• _Selected passage_:
Become a blog superstar: it could happen to us?


Last night I saw the movie Julie and Julia. Have you seen it?

Julie is Julie Powell, who prepared all 524 recipes in Julia Child’s classic French cookbook, Mastering the Art of French Cooking, in one year.

And of course, Julia is the famous Julia Child herself, played convincingly by Meryl Streep.

Well, when you’re a hammer, everything looks like a nail, or some such thing.

And when you’re a blogger, you (and in this case, I) keep asking, how did Julie build such a readership over the course of a single year when it appears she put forth no publicity effort whatsoever?

The movie presents Julie as a very busy person, so busy and stressed that her project bordering on obsession, negatively affects her marriage.

She wakes up super early every morning to get to her New York City job, works all day taking emotionally draining calls dealing with the aftermath of 9/11, shops and prepares gourmet dinners every evening, works through the traumas of boiling live lobsters and deboning ducks, serves elegant dinners to friends complete with festive lights strung across her rooftop patio and maintains close friendships with her girlfriends. And occasional sex with hubby if she hasn’t fallen asleep on the couch.

Coordinate labeling data

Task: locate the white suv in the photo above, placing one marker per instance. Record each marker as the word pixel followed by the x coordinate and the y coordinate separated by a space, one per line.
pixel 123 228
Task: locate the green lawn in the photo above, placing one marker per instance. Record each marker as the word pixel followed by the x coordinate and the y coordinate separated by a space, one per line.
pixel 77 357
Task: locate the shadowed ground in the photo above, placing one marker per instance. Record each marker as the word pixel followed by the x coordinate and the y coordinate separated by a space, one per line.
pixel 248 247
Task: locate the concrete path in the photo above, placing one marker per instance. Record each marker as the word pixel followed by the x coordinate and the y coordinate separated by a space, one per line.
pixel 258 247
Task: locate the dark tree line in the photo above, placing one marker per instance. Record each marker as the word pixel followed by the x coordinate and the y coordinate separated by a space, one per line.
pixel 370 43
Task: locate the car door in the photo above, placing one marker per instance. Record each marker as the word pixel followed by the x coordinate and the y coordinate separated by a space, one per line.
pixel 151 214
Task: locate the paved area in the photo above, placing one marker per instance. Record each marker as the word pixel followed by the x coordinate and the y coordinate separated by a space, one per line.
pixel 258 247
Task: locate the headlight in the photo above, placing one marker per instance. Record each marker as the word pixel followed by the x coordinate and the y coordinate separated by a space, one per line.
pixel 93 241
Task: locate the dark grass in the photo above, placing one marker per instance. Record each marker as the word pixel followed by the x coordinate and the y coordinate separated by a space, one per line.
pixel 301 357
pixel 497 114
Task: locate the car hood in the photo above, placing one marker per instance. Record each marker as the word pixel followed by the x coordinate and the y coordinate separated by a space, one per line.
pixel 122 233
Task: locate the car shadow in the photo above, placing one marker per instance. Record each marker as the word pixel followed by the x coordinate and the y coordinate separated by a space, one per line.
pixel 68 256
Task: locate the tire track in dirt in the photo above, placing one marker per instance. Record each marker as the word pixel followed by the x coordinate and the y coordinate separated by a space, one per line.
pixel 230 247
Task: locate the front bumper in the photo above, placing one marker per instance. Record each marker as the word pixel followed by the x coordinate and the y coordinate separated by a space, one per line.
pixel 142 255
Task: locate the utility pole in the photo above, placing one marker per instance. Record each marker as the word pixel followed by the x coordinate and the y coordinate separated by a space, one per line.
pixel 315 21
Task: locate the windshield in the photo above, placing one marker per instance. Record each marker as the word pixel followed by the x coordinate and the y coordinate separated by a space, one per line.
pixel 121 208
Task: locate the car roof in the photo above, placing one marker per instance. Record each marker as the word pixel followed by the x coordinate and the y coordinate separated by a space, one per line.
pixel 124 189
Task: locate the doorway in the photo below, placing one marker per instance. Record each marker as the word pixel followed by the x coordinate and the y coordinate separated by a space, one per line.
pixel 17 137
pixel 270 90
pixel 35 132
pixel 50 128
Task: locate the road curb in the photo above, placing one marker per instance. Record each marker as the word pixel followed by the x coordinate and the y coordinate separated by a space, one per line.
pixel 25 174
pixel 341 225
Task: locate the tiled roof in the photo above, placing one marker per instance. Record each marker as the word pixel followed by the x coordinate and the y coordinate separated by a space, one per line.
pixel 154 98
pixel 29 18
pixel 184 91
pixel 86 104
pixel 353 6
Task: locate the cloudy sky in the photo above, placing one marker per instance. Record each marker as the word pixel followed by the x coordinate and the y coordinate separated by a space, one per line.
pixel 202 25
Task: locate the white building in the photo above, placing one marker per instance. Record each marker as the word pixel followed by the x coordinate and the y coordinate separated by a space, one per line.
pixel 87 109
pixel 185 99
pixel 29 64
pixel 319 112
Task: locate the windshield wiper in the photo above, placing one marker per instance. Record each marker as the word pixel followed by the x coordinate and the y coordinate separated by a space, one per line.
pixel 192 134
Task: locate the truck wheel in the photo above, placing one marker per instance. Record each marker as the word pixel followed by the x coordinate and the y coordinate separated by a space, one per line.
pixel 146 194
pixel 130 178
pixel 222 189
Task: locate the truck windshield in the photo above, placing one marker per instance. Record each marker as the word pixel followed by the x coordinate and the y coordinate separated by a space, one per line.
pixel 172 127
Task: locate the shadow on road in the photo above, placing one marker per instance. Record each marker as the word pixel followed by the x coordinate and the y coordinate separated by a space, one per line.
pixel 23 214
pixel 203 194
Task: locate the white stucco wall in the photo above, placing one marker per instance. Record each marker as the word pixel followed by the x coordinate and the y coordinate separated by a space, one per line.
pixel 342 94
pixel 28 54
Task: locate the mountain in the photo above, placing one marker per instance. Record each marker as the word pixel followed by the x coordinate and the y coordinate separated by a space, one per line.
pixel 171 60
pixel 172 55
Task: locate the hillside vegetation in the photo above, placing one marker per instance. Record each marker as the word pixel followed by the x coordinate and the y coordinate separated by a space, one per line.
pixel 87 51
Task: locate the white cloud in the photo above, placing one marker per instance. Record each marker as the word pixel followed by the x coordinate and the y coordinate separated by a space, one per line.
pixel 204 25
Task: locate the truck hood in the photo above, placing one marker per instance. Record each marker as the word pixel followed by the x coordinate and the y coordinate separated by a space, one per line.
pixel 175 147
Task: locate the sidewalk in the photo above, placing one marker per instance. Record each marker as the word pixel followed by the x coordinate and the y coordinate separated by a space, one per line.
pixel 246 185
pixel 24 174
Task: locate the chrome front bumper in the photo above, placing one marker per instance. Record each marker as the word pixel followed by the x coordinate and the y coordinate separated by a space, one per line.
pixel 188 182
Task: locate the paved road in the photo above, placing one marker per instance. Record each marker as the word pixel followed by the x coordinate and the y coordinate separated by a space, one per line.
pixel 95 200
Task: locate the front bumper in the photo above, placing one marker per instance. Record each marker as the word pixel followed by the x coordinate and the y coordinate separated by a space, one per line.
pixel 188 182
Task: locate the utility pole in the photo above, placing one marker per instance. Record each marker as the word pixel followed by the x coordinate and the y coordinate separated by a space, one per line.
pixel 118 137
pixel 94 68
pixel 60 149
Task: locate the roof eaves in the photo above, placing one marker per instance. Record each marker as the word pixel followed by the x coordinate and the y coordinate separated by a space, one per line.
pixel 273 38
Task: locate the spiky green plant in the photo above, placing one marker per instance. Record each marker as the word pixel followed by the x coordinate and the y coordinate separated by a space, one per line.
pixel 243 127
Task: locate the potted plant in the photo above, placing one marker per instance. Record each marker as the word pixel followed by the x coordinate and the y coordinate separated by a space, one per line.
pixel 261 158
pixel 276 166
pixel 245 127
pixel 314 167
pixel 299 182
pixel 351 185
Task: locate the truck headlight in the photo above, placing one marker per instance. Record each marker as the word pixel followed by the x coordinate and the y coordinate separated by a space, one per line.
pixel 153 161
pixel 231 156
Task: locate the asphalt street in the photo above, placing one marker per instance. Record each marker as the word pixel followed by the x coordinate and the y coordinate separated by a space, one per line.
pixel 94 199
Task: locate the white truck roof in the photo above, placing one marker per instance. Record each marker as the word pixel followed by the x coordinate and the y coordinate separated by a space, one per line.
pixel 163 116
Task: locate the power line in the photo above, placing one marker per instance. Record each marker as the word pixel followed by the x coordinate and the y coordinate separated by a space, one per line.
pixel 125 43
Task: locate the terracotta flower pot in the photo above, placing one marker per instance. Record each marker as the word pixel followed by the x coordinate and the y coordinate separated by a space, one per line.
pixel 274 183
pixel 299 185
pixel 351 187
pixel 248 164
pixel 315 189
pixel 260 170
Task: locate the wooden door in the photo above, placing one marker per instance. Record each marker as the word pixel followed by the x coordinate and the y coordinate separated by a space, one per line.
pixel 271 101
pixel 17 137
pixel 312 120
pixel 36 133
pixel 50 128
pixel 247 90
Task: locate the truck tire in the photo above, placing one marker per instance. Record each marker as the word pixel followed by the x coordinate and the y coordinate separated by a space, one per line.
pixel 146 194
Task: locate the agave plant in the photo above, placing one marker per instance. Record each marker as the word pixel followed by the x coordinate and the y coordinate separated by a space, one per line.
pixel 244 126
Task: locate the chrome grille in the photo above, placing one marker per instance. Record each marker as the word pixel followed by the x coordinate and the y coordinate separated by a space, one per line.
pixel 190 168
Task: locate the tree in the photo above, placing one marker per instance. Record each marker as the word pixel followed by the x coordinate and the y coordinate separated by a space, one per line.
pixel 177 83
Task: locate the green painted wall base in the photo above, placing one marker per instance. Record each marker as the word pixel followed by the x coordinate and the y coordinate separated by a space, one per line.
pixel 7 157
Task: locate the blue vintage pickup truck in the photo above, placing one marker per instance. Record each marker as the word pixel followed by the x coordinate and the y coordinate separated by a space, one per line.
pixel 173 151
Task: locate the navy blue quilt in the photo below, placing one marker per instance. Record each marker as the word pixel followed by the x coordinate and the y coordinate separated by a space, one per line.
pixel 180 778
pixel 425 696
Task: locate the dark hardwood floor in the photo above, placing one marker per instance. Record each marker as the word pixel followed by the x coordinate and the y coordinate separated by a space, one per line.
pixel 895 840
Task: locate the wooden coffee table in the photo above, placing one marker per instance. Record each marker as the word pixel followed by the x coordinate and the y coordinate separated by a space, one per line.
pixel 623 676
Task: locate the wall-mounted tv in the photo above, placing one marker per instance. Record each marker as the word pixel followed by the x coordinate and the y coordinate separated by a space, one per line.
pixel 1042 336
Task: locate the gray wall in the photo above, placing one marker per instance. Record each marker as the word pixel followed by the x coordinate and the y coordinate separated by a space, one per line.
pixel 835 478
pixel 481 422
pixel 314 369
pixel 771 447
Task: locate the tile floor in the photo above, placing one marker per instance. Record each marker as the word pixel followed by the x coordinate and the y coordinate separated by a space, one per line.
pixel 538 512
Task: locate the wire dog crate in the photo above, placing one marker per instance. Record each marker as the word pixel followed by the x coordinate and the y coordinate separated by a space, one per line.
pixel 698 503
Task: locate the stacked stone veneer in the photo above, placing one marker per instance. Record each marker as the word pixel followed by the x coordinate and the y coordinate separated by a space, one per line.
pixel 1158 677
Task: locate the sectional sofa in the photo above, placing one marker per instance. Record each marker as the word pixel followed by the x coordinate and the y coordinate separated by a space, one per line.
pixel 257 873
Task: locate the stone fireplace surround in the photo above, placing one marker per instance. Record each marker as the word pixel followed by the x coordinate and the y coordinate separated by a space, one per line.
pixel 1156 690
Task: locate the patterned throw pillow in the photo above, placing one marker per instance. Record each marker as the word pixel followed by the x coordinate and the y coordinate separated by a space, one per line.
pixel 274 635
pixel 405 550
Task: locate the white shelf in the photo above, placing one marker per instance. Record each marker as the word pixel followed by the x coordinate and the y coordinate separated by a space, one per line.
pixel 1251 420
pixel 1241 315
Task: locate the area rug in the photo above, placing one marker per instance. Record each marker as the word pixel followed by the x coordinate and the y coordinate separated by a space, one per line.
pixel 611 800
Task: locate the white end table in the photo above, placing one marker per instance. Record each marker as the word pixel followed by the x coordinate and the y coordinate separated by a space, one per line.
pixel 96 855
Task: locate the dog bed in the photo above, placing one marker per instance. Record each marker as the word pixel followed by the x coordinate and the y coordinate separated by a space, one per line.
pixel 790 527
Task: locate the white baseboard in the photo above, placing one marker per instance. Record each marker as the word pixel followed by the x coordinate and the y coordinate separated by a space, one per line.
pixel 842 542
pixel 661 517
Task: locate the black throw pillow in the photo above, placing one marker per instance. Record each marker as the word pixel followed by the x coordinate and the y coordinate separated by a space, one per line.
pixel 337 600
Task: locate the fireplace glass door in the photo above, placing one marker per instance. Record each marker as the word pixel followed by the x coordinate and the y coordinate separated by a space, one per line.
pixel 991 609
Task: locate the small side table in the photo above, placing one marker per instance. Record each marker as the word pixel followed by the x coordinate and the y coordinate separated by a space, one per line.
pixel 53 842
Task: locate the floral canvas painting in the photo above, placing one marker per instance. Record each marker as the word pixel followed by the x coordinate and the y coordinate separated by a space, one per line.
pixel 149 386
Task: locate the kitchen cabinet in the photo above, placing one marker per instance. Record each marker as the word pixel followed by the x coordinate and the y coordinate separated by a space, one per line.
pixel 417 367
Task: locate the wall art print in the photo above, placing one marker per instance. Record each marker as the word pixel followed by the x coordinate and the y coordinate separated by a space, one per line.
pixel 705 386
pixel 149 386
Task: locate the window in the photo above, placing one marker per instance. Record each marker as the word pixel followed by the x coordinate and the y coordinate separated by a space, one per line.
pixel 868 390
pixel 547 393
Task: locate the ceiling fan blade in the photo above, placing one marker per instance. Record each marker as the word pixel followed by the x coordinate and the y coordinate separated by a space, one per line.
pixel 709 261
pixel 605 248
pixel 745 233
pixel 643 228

• _What the task asks_: In two sentences, summarize the blog post about the movie Julie and Julia shown above.

• _Output of the task_: After seeing Julie and Julia, the writer describes it as a movie about Julie Powell, who cooked all 524 recipes in Julia Child's Mastering the Art of French Cooking in one year, with Meryl Streep playing Julia Child. As a blogger, the writer wonders how Julie built such a readership in one year with apparently no publicity effort, since the movie shows her as extremely busy and stressed by a demanding job, nightly gourmet cooking, friendships, and a project that strains her marriage.